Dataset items
+++

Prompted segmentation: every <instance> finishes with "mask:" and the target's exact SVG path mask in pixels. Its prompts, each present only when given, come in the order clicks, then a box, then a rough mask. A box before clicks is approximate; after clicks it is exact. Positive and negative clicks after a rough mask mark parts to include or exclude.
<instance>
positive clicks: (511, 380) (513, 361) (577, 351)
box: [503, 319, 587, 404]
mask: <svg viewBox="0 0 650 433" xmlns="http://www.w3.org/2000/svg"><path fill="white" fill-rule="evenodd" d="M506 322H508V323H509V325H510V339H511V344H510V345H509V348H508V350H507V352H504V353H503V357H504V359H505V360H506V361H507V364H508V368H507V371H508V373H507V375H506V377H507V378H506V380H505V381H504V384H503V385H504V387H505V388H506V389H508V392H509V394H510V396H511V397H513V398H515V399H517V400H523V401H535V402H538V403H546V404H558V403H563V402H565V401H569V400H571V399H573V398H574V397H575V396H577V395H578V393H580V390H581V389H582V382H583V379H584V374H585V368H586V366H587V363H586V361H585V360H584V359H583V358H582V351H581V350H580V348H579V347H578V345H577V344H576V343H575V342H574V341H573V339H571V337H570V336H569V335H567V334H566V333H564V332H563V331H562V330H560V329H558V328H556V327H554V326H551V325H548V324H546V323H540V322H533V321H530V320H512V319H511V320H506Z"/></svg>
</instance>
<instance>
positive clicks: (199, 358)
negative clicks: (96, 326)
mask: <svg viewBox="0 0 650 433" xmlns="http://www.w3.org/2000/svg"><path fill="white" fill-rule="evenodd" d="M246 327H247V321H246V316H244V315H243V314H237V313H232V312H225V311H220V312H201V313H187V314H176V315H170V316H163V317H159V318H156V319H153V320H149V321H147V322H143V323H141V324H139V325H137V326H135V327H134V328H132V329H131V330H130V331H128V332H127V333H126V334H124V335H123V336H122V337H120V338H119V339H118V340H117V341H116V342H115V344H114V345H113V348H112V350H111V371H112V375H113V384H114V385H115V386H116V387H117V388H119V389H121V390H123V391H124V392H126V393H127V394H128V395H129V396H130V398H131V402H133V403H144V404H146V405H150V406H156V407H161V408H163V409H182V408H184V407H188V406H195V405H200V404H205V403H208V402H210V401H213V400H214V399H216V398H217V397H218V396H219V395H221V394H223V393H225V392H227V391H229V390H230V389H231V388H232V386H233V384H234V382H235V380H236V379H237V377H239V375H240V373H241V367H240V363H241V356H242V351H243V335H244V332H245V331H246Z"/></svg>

+++

Task directions
Check how many lines in the entries contain "instance", and reply with that number alone.

Answer section
4